Recorded data:
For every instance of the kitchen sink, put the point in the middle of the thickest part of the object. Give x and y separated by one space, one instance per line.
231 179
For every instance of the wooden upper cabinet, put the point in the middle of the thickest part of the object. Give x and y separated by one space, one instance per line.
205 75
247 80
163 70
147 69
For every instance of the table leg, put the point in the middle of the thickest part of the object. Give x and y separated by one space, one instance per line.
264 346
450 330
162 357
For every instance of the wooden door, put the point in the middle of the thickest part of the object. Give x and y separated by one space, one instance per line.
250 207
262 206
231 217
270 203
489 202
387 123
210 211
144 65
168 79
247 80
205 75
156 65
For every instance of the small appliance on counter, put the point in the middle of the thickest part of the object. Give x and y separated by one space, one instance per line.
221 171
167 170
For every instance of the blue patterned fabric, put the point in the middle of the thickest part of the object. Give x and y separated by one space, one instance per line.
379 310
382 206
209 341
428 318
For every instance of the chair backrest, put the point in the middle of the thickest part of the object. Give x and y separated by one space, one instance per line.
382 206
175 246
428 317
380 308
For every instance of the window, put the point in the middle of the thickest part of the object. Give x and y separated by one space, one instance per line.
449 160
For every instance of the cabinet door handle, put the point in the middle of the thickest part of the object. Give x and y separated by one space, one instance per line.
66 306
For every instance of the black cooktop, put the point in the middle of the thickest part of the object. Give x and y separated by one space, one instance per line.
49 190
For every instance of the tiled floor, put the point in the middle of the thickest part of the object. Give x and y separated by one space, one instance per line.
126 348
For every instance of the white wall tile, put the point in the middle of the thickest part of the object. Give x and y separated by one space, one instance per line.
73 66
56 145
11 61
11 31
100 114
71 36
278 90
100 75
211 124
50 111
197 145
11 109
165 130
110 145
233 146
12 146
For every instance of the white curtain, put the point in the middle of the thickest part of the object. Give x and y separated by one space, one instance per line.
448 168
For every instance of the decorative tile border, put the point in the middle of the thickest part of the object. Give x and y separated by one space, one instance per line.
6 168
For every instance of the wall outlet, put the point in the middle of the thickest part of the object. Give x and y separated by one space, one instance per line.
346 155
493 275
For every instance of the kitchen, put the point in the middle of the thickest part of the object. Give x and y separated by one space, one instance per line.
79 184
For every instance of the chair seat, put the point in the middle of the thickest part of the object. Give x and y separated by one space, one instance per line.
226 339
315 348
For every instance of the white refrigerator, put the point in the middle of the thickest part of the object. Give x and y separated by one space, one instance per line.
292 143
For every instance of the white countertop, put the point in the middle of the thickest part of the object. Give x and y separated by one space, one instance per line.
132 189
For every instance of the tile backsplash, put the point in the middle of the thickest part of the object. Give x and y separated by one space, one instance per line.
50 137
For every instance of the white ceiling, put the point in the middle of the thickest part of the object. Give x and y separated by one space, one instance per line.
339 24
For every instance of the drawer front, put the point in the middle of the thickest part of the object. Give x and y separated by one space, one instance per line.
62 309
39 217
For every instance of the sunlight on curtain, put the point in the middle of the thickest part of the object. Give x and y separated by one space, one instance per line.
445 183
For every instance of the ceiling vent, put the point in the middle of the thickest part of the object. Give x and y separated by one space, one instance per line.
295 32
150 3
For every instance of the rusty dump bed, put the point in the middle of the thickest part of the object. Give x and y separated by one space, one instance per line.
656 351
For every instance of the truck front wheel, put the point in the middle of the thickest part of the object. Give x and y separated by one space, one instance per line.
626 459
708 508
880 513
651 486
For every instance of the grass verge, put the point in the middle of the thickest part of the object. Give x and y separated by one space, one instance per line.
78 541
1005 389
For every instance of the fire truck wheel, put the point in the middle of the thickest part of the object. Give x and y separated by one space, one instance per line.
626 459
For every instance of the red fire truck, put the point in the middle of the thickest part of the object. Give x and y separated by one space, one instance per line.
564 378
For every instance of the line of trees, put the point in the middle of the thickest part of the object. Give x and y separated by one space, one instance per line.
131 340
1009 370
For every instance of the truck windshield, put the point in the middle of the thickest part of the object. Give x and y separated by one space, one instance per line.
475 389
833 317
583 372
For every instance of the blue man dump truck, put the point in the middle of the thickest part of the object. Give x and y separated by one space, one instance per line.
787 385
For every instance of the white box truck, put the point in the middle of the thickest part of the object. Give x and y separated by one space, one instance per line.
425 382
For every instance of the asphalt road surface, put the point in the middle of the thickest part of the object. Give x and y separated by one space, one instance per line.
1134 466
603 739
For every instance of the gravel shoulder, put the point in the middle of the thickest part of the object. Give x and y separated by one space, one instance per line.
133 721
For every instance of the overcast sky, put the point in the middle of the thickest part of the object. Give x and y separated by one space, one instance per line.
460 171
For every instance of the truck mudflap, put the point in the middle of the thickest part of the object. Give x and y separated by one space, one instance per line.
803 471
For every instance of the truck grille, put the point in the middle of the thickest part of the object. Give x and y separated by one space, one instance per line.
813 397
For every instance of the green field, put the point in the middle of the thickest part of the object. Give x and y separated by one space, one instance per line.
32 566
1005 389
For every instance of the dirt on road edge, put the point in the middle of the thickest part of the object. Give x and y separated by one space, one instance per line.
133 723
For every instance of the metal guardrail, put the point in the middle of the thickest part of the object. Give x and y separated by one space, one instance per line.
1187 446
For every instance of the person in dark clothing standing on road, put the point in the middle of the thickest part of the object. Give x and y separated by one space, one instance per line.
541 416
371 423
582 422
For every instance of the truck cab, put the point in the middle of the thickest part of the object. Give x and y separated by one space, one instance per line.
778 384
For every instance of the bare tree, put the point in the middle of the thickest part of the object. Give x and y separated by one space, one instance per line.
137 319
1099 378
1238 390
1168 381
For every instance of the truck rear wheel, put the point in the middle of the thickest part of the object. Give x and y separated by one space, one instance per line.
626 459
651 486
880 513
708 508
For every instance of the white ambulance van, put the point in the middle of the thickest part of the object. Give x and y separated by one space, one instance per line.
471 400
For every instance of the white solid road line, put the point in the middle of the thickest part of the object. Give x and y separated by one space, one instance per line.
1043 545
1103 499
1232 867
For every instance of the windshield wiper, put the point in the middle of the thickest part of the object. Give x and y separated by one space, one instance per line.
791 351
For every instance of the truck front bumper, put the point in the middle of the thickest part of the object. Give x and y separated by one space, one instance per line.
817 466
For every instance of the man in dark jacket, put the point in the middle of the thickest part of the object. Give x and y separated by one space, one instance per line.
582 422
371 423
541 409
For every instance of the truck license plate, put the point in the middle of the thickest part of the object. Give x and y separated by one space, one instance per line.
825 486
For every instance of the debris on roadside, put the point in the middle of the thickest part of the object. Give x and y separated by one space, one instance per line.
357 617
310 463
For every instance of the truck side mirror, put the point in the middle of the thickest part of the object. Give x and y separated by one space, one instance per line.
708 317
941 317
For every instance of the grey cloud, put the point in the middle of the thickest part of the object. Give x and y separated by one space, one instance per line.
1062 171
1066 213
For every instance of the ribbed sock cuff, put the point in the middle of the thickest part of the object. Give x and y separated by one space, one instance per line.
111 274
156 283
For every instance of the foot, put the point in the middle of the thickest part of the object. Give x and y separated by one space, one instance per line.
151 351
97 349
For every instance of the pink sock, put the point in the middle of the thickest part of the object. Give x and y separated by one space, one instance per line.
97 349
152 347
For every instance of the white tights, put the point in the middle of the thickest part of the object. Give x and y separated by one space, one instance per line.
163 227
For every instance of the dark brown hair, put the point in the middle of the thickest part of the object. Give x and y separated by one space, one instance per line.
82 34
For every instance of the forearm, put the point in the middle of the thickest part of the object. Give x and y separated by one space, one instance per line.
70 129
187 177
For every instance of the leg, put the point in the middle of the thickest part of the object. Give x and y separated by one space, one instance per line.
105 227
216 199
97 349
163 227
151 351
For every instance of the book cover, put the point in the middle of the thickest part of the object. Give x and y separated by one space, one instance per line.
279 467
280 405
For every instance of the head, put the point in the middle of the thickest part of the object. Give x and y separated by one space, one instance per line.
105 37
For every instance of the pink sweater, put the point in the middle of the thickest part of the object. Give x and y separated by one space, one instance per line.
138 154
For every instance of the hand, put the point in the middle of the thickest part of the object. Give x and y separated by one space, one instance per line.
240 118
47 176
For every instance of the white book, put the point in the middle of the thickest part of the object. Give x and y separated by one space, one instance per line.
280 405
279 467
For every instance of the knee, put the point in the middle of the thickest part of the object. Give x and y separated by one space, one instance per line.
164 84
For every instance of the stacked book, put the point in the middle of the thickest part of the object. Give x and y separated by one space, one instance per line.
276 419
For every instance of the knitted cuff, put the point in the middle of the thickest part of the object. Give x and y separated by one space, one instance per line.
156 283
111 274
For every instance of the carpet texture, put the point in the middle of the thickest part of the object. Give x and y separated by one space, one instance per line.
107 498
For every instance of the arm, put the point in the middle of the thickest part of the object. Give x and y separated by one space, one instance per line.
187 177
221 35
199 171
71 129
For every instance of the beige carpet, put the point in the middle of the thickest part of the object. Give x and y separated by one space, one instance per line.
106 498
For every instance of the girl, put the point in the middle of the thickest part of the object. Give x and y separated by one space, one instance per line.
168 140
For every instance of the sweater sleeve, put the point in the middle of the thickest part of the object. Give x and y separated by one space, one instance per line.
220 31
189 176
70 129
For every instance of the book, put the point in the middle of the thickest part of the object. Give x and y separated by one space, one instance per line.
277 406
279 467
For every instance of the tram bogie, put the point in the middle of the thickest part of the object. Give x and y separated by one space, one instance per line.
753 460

Task to carry out = Copy the data word for word, starting with the line that contains "For every instance of the girl, put" and going on through the end of the data.

Solution below =
For every instance of the girl, put the point in the middle of the thickest part of the object. Give x and y separated by one space, one instance per line.
168 140
For every instance of the sweater sleeve, put the point in the middle of the thickest part of the object. Give x and y separated by one space, one instance per line.
220 31
189 176
70 129
For every instance of the book, put the point in the middle of the thickest part of the object. Give x and y separated by one space, one instance per line.
277 406
279 467
For every instance of the tram bogie, put the point in the middle of the thickest part of the object. Give x and y separated by one space, one instance per line.
753 460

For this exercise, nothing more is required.